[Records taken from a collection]

== == ==

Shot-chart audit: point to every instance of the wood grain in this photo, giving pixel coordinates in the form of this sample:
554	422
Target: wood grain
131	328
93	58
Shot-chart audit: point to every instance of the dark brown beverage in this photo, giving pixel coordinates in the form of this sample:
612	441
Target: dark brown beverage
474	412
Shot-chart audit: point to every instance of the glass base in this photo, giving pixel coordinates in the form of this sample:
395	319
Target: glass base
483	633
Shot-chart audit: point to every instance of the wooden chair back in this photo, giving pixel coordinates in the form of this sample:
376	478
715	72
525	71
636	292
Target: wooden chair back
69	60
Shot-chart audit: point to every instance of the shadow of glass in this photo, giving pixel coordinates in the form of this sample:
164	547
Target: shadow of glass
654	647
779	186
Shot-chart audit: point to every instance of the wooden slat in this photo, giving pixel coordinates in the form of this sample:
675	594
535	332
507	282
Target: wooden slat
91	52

== == ==

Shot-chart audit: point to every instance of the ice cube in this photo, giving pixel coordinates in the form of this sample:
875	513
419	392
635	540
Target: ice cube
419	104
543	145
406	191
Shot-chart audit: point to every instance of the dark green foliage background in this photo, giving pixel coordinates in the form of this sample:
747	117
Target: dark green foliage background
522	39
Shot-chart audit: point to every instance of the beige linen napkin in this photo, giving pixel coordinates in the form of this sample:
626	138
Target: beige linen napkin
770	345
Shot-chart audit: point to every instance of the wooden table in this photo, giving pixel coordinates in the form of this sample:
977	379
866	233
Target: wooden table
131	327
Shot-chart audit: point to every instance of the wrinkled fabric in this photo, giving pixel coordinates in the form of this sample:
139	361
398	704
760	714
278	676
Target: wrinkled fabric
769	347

== == ==

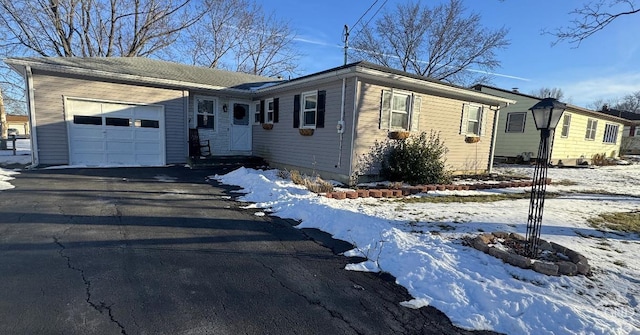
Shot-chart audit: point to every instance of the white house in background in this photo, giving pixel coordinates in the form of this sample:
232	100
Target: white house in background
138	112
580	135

== == ==

## Required task:
Pull out each line in the records that contains the string "house". Case counts.

## Task answer:
Shot-chart audit: point to every instance of the white house in background in this photo, giving pixel coordinates in the form of this sample:
Target: white house in background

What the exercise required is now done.